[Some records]
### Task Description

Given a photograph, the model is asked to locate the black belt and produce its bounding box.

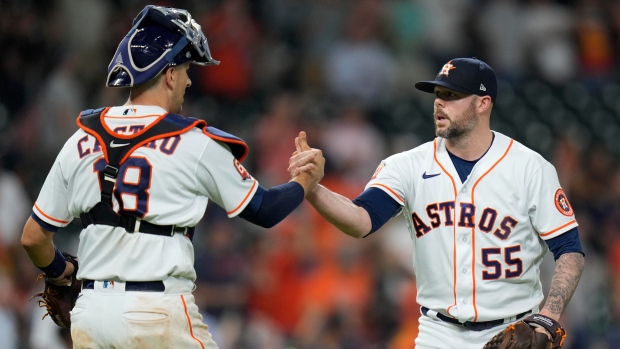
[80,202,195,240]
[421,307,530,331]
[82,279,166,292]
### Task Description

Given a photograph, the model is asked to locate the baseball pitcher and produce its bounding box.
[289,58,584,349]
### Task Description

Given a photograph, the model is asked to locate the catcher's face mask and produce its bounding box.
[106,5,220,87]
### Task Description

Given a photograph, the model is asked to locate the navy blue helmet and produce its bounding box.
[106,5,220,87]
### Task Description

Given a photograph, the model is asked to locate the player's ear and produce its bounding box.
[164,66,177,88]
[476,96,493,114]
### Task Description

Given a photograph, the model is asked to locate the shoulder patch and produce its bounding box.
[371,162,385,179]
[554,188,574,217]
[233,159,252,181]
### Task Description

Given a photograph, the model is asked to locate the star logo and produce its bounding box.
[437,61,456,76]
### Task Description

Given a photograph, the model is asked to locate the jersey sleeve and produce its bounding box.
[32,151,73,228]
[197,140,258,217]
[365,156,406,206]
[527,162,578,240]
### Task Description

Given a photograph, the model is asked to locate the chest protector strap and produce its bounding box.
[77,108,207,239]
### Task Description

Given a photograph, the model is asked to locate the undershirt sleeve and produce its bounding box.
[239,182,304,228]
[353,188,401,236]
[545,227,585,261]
* * *
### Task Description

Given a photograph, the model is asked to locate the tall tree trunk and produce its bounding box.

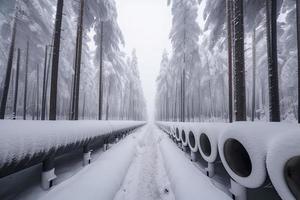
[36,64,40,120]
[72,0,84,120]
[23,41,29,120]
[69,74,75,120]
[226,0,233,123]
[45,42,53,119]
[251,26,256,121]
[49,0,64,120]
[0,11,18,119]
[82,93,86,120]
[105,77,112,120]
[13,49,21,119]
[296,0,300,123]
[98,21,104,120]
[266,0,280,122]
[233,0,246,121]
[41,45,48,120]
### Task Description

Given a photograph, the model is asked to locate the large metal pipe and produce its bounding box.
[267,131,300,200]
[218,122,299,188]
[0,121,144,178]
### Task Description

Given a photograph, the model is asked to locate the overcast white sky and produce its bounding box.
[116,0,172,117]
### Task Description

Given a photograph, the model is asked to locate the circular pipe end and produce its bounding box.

* TASK TO CARRY OUT *
Tally how many lines of the material contain the word "pipe", treating uppercase and lowercase as different, and give only the number.

* SOLUTION FOR THIS EXERCISE *
2